§ Requirement 1: According to the source text on Pedro Pablo Oliva, in what year was he announced as winner of the National Prize in Visual Arts?
§ Requirement 2: Continue the source text on Pedro Pablo Oliva from where it stops.
Source text Start Marker
By Leonora Oliva
When Pedro Pablo Oliva was announced as winner of the National Prize in Visual Arts in 2006 no one was surprised. As stated by David Mateo, this was “a prize of public consensus”. And it so because Oliva’s work is, undoubtedly, one of the greatest examples of visual arts in the Island. The far-reaching distinction did not entail the establishment – already ensured many years ago by said “public consensus” – but merely a confirmation of the substantial contribution made by this creator with his work and his preeminent place in the history of Cuban art.
Pedro Pablo Oliva’s work has been signed by the spirit of the so-called “generation of true hope”, the one that flooded the Cuban artistic field during the afflicted decade of the 1970s, mainly molded – artistically and ideologically – in the late 1960s in the classrooms and workshops of the National School of Arts of Cubanacán, first of its kind founded by the still young Cuban Revolution. Said academic training, the staff members and an improbable mixture of nostalgia and utopian projection (in addition to which a certain sense of urgency exhorted to retake and concretize the search of a national idiosyncratic expression) ended by approaching many of these artists, in their form and spirit, to the project of the first Cuban modernity. Those were years of bursting lyricism and utopian idealism disguised as realism, concretized in works that praised rural life, the anonymous faces of the people and the epic of the daily individual, symbolically validated by the revolutionary power. This imagery and its tradition were then flaunted and defended as key identifying elements in the expression of the “Cuban essential”·.
Source text End Marker
Entries provided Start Marker
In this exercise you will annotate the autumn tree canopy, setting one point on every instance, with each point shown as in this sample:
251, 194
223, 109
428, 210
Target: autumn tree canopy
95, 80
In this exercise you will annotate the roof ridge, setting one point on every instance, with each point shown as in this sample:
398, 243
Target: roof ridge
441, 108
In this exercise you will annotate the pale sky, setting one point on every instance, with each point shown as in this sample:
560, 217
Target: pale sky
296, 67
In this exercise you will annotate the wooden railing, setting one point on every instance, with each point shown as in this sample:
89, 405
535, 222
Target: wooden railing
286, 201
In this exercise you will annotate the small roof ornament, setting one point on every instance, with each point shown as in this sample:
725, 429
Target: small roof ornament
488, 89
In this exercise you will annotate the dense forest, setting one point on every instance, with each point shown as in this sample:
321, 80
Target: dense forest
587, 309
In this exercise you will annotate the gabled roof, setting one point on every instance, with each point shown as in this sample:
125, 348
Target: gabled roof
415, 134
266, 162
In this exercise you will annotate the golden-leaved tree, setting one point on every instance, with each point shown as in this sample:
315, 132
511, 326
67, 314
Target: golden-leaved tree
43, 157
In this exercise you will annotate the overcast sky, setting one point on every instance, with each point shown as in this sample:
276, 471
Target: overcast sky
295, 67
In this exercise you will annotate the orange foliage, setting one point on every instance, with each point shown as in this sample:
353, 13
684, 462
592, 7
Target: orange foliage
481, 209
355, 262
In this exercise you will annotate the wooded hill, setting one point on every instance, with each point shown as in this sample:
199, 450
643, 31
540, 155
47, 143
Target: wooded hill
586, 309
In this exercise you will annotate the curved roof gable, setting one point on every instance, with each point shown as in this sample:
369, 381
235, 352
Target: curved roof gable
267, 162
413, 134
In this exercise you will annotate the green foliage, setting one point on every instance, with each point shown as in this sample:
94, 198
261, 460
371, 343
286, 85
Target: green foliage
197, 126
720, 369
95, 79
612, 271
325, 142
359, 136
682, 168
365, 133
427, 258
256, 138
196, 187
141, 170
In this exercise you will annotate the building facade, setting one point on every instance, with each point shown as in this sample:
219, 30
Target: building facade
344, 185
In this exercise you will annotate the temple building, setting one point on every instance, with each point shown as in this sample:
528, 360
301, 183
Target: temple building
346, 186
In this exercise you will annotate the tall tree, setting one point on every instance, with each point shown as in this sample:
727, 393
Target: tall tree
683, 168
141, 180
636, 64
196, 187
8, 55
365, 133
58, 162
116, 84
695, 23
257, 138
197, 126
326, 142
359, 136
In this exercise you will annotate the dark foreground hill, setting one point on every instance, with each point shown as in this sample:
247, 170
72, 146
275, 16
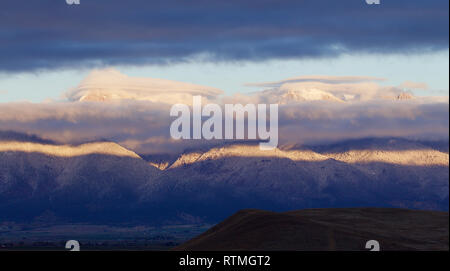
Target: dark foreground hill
327, 229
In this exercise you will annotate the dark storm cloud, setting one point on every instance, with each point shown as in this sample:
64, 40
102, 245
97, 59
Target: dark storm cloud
51, 34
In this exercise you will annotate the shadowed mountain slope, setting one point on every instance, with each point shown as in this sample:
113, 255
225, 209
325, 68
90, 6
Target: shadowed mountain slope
326, 229
103, 181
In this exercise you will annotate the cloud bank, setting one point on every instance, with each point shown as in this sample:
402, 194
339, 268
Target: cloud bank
50, 34
139, 121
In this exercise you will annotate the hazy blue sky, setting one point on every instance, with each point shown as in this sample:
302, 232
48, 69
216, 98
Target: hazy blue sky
47, 46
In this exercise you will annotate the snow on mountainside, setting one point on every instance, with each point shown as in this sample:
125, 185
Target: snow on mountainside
104, 181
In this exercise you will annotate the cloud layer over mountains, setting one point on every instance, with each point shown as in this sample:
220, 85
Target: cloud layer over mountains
135, 111
50, 34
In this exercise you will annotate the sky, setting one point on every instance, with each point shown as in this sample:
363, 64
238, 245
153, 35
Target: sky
54, 55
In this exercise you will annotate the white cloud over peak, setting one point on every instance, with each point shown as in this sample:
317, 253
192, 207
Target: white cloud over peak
135, 111
111, 85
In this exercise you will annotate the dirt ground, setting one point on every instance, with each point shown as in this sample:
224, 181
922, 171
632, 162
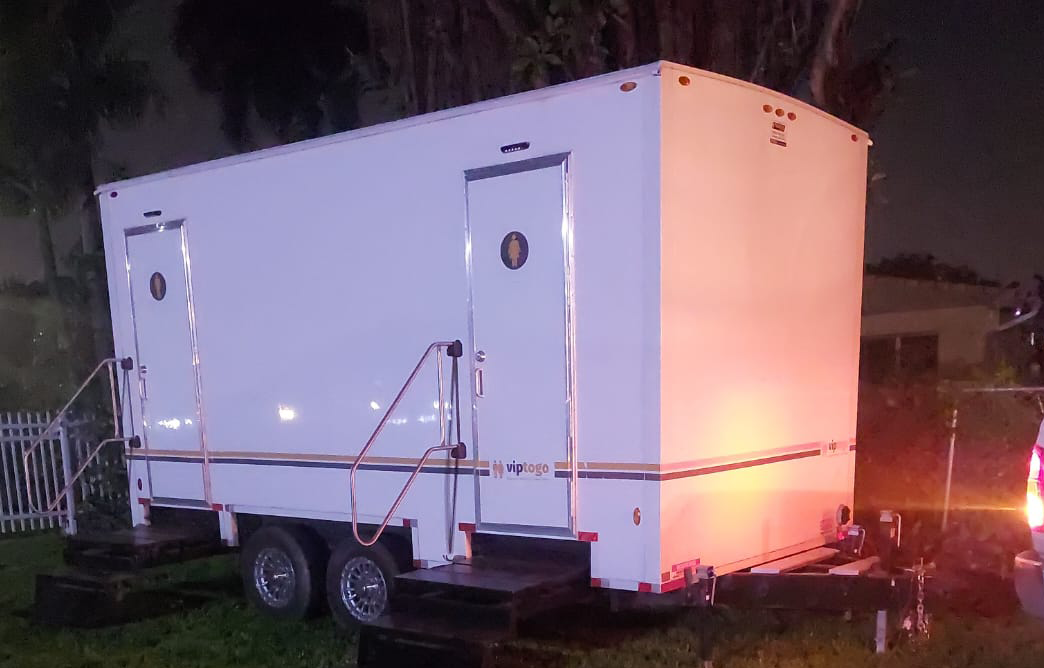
Entries provided End Marker
§ Answer 1: 2006

§ Answer 2:
Oliva succeeds in summarizing the spiritual commotion of a convulse Cuba with images that are anagrams of daily life. His artistic proposal is born from the day-to-day, from the way in which the common man grasps the realities and circumstances that surround him. His is an anecdotic work, of local glance, and it is precisely this condition that reflects its universality. Pedro Pablo Oliva demands from the viewer the understanding of something more than the formal aspects of an image or the conceptual precepts of a creed or creative manifesto: he demands the search and understanding of a context, of a “different” scene that, in addition to being “exotic” in principle, shows unparalleled authenticity if compared with the rest of the planet, and is likewise filled with humanity.
The pieces that make up Rostros de una Isla (FACES OF AN ISLAND) correspond to the painter’s work from 2013 to date. This is a tiny selection of the Oliva’s plentiful artistic production, an artist who does not stop his creative activity one second. Despite having been diagnosed Parkinson’s disease in 2010, Pedro Pablo does not abandon his canvases or his cardboards: he is ever more obsessed by the control of the line, holding on to this act that defines him. Both sculptures and drawings exhibit the surreal of the Cuban scenario, with this artist’s paradigmatic style of sketching figures.
Highest distinction granted by the National Council for Visual Arts in Cuba (CNAP, the Spanish acronym) to a Cuban artist living in the island, for the work of his lifetime.